[Some records]
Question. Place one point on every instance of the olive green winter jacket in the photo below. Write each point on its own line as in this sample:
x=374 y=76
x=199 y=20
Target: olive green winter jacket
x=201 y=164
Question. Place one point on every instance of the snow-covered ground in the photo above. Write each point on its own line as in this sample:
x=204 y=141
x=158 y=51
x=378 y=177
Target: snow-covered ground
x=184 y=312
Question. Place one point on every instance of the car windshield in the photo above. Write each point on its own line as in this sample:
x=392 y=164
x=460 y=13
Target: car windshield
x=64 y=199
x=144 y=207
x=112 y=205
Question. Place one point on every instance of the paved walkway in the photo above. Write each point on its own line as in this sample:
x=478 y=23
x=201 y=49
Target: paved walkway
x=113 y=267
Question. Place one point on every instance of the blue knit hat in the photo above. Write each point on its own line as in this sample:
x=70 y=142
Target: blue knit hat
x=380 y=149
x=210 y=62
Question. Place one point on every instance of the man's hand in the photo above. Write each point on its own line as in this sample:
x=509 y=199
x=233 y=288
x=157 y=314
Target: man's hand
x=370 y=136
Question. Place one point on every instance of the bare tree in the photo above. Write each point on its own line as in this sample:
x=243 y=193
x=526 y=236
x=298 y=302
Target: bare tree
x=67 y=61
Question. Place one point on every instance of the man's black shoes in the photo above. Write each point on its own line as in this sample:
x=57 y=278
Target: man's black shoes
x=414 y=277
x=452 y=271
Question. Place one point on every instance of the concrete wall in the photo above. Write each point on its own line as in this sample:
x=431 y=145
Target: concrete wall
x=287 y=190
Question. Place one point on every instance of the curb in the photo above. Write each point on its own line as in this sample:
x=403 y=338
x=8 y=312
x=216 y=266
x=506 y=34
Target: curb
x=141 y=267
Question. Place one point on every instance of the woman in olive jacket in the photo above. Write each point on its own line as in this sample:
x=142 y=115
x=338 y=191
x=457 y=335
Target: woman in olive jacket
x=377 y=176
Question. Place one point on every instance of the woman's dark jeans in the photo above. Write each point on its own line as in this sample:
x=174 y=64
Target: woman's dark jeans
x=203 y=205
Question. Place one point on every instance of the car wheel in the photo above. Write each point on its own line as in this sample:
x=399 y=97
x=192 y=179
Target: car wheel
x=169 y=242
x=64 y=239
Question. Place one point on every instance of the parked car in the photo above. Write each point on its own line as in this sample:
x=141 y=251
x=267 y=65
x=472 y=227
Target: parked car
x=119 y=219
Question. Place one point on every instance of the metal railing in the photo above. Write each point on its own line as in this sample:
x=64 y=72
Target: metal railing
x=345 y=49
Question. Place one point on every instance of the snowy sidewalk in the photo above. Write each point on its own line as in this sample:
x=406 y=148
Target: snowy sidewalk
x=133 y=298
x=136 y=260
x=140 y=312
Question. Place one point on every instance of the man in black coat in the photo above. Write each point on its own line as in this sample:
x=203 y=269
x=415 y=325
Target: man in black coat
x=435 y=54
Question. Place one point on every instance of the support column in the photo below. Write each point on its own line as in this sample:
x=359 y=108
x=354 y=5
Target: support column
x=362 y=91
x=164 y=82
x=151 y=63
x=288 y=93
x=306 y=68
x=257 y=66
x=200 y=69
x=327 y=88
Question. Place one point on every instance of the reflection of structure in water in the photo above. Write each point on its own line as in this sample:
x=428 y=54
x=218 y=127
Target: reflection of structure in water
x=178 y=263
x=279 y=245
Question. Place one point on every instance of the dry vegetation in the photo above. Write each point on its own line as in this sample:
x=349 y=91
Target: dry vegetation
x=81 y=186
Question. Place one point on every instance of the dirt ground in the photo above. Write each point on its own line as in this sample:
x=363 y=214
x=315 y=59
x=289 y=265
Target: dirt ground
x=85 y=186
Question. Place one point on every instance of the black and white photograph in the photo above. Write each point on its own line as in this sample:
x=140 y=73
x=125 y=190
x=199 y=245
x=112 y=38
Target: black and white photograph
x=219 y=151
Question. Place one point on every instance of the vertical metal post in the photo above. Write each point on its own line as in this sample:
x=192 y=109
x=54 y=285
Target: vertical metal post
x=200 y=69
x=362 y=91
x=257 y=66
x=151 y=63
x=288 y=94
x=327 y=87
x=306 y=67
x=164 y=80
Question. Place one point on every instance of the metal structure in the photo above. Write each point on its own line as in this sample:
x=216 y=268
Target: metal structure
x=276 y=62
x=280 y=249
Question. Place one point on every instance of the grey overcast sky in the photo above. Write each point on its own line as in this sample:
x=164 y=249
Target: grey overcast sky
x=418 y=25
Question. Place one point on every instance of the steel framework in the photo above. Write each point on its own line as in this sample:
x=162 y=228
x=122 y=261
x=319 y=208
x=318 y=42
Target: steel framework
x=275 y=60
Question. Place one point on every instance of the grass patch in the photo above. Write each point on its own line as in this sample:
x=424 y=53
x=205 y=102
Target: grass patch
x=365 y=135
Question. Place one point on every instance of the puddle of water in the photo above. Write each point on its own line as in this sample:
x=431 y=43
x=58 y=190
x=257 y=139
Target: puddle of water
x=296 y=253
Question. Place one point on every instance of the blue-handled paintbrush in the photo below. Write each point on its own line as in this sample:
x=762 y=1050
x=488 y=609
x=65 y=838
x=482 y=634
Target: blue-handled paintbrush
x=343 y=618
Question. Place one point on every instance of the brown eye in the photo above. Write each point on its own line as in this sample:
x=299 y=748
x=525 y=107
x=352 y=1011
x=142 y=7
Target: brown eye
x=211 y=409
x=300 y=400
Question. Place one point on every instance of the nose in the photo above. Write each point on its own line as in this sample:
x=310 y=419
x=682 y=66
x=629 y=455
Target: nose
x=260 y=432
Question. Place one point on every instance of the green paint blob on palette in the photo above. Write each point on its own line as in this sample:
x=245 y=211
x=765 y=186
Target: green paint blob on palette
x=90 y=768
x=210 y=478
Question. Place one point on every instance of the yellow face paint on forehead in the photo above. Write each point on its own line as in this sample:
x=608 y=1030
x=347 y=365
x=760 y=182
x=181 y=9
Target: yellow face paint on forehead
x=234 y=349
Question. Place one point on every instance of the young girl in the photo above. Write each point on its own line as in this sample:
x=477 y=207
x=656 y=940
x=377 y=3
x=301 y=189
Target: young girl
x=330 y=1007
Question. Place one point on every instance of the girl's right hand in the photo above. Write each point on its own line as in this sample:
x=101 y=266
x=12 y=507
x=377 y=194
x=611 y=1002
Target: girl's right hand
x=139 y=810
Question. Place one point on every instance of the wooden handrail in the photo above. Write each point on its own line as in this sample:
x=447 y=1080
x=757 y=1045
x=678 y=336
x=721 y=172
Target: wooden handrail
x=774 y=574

=== Exercise task ===
Reproduce every line of the entries from the start through the line containing "x=287 y=190", adding -8 to each x and y coordinate in the answers.

=== Task result ===
Question. Place one point on every instance of the olive green winter jacket in the photo below. Write each point on its own line as in this sample:
x=374 y=76
x=199 y=20
Target: olive green winter jacket
x=193 y=156
Question. Place one point on every instance of the snow-covered ground in the photo above. Write each point on its own line as in this sample:
x=204 y=141
x=158 y=51
x=378 y=177
Target: snow-covered ground
x=176 y=304
Question. Place one point on every instance of the car windshield in the photo above. Write each point on its own line as in this sample:
x=392 y=164
x=460 y=13
Target: car windshield
x=56 y=191
x=136 y=199
x=104 y=197
Question. Place one point on every instance of the paved walkway in the photo above. Write each point on its own line as in this sample:
x=478 y=23
x=201 y=49
Target: paved walkway
x=105 y=259
Question. Place one point on every instance of the blue knit hat in the photo above. Write each point on its own line as in this sample:
x=70 y=142
Target: blue knit hat
x=372 y=141
x=202 y=54
Question. Place one point on every instance of the man's hand in the photo above. Write each point on its own line as in this sample:
x=509 y=199
x=233 y=288
x=157 y=314
Target: man's hand
x=362 y=128
Question. Place one point on every instance of the bare tree in the photo above. Write each point on its own line as in this sample:
x=243 y=193
x=526 y=236
x=298 y=302
Target: bare tree
x=59 y=53
Question. Place one point on every instance of the man's black shoes in the photo above. Write each point on its own line as in this sample:
x=57 y=278
Target: man's black shoes
x=406 y=269
x=444 y=263
Question. Place one point on every instance of the concrete wall in the photo above. Write each point on its own line as in this sample:
x=431 y=145
Target: concrete wall
x=279 y=182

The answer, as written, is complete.